Exercise requirements: Rewrite every line from the start of the records down to and including the line containing "column 303, row 129", replacing "innermost" with "central" and leaving everything else unchanged.

Listing:
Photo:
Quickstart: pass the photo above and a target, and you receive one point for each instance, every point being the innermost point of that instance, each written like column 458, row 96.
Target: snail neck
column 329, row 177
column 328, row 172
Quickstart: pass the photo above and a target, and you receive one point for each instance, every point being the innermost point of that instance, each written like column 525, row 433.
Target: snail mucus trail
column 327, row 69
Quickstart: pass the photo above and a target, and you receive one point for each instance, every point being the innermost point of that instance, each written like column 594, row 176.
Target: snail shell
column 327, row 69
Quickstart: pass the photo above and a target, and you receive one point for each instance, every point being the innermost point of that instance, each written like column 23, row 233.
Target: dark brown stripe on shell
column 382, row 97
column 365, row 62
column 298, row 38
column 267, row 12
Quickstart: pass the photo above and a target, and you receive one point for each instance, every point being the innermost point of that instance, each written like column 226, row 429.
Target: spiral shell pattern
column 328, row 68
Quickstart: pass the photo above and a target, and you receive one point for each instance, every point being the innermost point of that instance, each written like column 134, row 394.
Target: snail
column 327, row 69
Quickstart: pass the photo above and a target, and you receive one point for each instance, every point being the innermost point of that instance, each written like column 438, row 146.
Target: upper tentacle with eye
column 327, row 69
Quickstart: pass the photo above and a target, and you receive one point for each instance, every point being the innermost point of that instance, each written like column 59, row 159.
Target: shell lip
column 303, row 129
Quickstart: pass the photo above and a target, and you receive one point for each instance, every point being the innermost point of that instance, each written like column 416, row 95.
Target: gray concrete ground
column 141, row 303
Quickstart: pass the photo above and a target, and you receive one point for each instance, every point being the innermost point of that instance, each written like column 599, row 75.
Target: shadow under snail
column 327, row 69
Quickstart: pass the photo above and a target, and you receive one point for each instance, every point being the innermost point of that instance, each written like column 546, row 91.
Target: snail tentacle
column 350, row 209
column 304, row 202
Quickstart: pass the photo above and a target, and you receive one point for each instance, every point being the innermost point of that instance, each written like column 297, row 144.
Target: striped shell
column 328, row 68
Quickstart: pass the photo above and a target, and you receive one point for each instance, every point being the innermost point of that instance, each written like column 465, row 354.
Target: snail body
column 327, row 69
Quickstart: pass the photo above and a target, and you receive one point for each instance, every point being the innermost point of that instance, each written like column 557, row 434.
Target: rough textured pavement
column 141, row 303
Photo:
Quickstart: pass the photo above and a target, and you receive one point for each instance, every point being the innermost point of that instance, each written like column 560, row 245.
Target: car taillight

Result of this task:
Photo:
Quickstart: pass the photo above and a target, and you receive one point for each instance, every point being the central point of that instance, each written like column 458, row 96.
Target: snail neck
column 329, row 177
column 328, row 172
Quickstart: pass the photo above and a target, and you receive one point for each instance, every point being the central point of that instance, each written like column 525, row 433.
Target: snail mucus trail
column 327, row 69
Quickstart: pass the photo above and a target, and you receive one point for each instance, every point being the central point of that instance, each written like column 594, row 176.
Target: snail shell
column 327, row 69
Quickstart: pass the photo above and a target, and you receive one point for each instance, every point being the central point of that instance, each written like column 23, row 233.
Target: dark brown stripe on shell
column 382, row 97
column 365, row 62
column 298, row 38
column 267, row 12
Quickstart: pass the photo above and a target, and you receive one point for each instance, every point being the central point of that instance, each written like column 226, row 429.
Target: spiral shell pattern
column 328, row 68
Quickstart: pass the photo above and a target, and you receive one point for each instance, every point being the central point of that instance, each written like column 134, row 394.
Target: snail
column 327, row 69
Quickstart: pass the photo above and a target, and you receive one point for each instance, every point being the central point of that instance, each written like column 438, row 146.
Target: upper tentacle with eye
column 327, row 69
Quickstart: pass the photo above and a target, and you receive one point for each instance, every point being the central point of that instance, each written like column 59, row 159.
Target: shell lip
column 303, row 129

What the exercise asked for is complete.